◆ EXCERPT TO READ ◆
** begin **
There is no denying that in Israel there is discrimination and an ethnic divide. Choice quotes from Israel's leaders in the 1950s do betray contempt for Mizrahim – the 40% of Jewish Israelis who hail from Arab lands. As Rachel Shabi writes in Not The Enemy, they were portrayed as 'weak, dirty, poor, culturally deficient and superstitious".
That's because many immigrants from the Middle East and North Africa were poor, badly educated, unwashed and superstitious. Israel took in the most destitute, the poor, the sick, the elderly and the stateless – because they were Jews with nowhere else to go. Those with education, means and connections mostly went to western Europe or the Americas.
Who would not be bitterly disappointed at the windswept transit camps (ma'abarot) which awaited the Mizrahim in "paradise"? Six hundred thousand Jews flooded into the struggling Jewish state in the 1950s: penniless Jewish refugees housed in leaky tents with insufficient food.
** end **
◆ SHORT EXERCISE ◆
In the text on Mizrahi immigration to Israel, how many Jews came into the country in the 1950s?

◆ COLLECTED DATA ◆
** begin **
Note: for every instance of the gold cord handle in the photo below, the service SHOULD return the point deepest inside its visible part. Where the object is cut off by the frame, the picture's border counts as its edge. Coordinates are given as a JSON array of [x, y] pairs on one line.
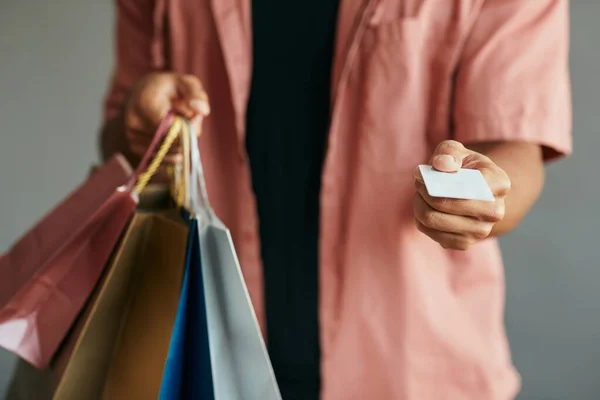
** end **
◆ FINISHED ANSWER ◆
Six hundred thousand.